Entries on locating named things
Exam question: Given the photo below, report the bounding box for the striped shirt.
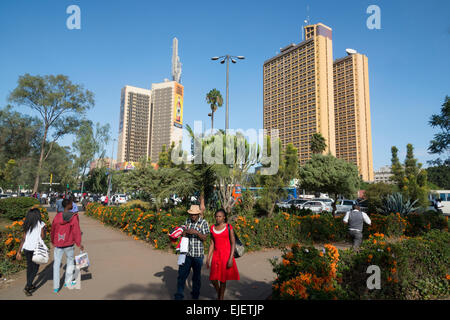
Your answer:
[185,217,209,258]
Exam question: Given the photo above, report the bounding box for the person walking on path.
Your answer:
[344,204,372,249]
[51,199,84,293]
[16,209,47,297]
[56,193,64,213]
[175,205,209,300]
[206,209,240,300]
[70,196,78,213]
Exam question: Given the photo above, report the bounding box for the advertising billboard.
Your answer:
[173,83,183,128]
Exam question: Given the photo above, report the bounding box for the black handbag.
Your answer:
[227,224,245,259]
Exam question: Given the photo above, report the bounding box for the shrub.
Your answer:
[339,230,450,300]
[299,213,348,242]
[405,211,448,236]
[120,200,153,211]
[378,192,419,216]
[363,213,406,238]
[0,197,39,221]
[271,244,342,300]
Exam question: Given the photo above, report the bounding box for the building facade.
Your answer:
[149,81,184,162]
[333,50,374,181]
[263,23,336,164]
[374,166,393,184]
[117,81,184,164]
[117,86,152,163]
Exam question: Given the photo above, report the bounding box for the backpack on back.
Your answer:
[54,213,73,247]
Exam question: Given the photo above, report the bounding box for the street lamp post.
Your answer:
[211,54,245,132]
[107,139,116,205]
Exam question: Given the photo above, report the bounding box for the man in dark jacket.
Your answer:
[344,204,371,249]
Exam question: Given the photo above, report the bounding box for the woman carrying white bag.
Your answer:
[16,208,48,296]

---

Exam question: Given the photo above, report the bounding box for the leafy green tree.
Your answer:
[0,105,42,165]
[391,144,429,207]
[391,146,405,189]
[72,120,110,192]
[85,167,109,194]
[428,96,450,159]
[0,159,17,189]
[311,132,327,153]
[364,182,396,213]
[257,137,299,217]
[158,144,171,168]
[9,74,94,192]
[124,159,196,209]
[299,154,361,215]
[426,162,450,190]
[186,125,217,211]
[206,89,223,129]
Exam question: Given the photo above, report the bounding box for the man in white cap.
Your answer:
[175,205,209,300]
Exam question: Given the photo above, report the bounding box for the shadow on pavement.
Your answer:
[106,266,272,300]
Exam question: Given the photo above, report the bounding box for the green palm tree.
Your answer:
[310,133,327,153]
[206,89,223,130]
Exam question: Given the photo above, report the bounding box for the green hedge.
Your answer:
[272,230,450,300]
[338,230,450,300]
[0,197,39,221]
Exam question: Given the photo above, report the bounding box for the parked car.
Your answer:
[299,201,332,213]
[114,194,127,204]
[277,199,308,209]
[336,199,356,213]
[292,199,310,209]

### Objective
Put the entries above into a Markdown table with the columns Row and Line, taking everything from the line containing "the advertising billboard." down to the line containing "[227,224,245,259]", with both of those lines included and blank lines omitted.

### Completed exercise
| Row | Line |
|---|---|
| 1 | Exam question: Given the photo above, report the bounding box for the advertising billboard. |
| 2 | Your answer: |
| 3 | [173,83,183,128] |
| 4 | Exam question: Given the photo above, report the bounding box for the black handbag. |
| 5 | Your answer: |
| 6 | [227,224,245,259] |